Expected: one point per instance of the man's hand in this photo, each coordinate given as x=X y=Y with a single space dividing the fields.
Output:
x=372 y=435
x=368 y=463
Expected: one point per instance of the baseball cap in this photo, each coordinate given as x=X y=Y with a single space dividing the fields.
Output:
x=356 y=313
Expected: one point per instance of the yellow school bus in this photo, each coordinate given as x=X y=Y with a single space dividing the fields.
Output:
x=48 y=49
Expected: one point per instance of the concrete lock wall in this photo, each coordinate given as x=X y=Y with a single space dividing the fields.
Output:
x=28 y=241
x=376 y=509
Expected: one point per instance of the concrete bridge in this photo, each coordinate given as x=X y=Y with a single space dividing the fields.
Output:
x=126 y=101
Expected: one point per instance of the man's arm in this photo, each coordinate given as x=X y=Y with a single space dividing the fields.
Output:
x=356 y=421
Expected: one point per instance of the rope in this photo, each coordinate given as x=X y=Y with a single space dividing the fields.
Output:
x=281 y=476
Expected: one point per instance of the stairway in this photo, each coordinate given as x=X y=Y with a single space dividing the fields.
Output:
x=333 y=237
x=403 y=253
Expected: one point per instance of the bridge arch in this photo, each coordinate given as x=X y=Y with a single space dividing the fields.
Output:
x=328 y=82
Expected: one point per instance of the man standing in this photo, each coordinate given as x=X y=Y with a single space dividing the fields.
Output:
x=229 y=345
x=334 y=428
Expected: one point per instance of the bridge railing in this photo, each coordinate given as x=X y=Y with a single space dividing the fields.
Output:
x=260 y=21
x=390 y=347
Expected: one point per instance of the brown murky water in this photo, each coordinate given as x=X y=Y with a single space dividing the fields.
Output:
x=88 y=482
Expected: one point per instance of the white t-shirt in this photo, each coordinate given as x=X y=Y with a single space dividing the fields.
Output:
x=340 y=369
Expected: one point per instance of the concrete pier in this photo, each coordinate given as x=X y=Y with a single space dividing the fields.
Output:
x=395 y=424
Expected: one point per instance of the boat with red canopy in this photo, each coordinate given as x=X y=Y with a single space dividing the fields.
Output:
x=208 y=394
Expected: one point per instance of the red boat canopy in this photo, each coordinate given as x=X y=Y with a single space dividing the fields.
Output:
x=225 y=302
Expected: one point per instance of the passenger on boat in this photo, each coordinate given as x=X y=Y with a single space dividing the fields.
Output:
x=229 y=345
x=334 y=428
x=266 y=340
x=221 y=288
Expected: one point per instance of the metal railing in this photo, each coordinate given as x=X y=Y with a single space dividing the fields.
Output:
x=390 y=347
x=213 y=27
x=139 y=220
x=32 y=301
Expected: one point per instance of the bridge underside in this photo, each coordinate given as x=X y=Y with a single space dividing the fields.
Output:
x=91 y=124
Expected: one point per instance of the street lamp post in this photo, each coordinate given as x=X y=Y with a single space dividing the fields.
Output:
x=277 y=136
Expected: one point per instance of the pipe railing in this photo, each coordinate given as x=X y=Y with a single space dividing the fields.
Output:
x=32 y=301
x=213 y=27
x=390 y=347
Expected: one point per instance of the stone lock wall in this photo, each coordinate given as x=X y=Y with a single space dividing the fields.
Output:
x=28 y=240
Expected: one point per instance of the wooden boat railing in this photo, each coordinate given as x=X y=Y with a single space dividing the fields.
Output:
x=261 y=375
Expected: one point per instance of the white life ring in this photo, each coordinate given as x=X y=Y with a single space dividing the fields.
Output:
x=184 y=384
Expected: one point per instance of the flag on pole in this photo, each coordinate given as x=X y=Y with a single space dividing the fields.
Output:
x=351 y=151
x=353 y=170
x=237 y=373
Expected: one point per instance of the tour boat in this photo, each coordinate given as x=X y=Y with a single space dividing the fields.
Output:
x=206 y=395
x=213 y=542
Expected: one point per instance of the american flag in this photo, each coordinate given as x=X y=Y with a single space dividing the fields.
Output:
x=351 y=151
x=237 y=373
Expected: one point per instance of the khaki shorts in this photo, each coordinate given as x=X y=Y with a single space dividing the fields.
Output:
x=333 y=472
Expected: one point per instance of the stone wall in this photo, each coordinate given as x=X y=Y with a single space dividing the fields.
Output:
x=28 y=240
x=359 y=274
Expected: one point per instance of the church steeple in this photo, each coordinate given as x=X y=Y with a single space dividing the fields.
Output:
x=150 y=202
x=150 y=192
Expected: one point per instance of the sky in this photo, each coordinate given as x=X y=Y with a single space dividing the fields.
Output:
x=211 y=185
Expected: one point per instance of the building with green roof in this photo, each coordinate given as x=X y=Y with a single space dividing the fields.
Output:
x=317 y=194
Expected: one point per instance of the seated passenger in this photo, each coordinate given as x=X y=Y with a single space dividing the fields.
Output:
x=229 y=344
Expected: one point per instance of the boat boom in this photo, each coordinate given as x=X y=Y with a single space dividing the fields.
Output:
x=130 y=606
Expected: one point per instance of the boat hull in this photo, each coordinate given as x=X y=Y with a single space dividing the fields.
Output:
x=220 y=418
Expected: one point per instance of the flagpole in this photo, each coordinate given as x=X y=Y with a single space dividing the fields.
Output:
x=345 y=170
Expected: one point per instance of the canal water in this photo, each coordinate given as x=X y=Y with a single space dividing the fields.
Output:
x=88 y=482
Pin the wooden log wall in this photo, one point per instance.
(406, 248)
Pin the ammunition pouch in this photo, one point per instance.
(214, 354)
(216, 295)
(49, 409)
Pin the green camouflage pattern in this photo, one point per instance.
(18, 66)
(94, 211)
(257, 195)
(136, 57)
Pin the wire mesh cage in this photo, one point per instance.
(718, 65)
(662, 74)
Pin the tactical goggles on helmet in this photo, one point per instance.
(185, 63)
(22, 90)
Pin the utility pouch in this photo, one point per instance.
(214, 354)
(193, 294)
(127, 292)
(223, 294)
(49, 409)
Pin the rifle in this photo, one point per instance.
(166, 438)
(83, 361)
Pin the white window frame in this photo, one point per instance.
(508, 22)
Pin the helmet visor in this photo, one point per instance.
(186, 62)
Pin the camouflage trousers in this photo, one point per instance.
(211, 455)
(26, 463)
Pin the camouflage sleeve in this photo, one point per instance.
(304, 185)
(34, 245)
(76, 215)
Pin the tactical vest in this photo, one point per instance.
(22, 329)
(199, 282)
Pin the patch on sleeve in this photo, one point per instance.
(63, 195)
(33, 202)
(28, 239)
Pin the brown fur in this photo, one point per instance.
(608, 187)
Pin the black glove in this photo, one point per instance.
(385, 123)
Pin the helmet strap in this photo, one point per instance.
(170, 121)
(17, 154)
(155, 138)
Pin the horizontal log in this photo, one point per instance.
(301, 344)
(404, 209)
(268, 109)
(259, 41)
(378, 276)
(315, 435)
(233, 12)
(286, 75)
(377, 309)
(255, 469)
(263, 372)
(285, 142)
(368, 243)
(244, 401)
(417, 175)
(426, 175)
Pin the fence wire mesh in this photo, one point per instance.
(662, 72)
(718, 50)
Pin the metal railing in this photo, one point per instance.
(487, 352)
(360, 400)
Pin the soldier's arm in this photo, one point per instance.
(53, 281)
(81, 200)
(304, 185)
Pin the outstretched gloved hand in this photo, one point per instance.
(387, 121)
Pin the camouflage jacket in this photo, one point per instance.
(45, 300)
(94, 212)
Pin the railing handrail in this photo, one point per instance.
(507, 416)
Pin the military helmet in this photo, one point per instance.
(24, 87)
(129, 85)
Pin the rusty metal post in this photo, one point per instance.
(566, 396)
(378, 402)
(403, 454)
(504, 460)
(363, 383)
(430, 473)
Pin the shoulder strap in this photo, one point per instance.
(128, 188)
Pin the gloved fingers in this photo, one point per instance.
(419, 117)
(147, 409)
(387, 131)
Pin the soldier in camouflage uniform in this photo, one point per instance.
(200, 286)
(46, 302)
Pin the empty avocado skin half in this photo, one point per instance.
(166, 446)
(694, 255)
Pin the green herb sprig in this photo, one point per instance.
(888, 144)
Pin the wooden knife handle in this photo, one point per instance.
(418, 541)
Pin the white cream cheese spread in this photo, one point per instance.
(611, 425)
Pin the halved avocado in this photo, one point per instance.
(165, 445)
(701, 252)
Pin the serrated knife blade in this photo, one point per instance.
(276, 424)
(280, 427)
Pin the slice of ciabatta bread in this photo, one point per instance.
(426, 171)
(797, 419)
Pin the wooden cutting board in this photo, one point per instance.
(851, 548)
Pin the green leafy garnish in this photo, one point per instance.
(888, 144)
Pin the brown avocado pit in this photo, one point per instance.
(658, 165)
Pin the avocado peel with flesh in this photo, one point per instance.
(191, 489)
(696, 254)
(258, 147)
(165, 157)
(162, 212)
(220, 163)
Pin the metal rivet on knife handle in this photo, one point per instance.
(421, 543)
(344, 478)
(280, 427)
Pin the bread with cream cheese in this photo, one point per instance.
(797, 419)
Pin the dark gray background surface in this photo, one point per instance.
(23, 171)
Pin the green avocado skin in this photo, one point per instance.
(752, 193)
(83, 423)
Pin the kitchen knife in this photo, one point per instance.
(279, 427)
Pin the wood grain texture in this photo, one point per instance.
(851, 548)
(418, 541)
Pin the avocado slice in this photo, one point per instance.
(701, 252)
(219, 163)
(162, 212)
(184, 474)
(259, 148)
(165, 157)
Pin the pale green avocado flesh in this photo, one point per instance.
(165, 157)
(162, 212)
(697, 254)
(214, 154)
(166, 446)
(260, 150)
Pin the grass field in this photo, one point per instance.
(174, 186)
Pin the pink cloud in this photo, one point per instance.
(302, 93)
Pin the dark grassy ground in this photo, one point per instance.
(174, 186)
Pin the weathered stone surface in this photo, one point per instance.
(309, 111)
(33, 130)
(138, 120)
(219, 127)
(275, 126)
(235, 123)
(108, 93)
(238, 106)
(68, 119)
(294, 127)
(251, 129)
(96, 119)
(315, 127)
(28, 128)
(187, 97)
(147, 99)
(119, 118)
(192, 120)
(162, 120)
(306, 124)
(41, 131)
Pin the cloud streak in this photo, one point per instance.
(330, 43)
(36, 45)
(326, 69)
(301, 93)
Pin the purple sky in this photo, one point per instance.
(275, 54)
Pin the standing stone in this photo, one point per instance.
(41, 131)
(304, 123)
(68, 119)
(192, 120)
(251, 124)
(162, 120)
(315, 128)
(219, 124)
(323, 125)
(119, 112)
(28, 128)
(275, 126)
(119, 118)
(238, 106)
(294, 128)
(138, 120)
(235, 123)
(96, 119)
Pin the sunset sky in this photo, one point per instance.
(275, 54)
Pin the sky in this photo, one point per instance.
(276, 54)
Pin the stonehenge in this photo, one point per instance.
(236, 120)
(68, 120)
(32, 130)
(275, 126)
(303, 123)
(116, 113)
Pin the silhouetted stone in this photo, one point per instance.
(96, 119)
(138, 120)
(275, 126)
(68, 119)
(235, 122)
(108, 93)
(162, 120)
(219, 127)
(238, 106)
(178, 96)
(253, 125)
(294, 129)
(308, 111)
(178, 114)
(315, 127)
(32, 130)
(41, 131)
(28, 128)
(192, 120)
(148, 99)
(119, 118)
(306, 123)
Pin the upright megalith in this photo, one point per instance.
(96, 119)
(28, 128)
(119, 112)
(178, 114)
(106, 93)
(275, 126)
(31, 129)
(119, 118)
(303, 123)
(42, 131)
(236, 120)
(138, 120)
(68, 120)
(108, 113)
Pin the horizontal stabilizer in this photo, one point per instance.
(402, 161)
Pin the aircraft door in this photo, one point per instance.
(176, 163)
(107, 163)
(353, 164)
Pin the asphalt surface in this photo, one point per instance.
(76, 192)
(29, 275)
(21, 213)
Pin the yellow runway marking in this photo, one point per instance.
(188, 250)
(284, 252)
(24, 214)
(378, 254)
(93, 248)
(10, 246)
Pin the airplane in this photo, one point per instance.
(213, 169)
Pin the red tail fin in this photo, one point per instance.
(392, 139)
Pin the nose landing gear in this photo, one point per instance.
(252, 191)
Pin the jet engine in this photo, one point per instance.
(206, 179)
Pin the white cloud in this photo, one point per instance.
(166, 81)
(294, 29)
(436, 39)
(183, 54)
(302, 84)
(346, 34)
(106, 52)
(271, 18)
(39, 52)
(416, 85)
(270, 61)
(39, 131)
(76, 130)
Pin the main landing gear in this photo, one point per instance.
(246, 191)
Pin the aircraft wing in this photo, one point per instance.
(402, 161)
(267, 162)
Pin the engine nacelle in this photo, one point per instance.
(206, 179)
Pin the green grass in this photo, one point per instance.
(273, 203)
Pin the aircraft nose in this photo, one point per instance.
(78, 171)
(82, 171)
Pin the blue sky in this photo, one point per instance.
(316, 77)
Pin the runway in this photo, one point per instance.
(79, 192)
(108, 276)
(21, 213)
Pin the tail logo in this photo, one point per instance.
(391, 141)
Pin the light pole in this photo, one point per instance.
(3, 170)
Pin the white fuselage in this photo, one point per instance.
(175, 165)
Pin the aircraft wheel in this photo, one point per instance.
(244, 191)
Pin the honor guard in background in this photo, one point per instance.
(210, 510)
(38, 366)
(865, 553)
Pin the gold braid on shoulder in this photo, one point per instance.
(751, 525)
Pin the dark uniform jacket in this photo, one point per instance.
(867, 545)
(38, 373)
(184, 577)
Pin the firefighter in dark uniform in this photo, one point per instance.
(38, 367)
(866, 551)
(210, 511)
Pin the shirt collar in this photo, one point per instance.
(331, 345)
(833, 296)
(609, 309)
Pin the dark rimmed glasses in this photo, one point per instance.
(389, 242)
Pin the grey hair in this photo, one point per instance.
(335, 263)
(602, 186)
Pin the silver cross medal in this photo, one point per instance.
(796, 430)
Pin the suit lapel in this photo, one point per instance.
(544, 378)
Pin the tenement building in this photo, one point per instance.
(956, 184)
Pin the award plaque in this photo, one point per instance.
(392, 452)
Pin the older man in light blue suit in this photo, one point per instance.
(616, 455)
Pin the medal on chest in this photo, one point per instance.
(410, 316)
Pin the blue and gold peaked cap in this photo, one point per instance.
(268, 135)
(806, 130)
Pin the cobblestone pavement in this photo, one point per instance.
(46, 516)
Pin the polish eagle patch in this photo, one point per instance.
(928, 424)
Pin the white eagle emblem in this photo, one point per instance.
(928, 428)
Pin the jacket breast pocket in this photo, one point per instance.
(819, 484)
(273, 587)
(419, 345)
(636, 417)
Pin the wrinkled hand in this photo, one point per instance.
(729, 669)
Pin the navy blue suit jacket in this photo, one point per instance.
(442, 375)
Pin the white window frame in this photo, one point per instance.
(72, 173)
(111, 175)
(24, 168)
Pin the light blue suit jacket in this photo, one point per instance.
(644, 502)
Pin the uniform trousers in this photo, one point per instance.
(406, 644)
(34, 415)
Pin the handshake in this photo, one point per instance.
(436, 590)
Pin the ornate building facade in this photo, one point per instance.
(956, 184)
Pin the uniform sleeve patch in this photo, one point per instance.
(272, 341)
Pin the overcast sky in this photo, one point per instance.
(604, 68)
=======
EXERCISE OBJECTIVE ▸
Only lines holding "canopy" are wanted; copy all of them from the listing.

ANSWER FOR THE TASK ▸
Expected: one point per instance of the boat with red canopy in this photo, each coordinate given as x=X y=Y with a single space dividing the fields.
Expected: one point per instance of the red boat canopy in this photo, each coordinate given as x=X y=Y with a single space dividing the fields.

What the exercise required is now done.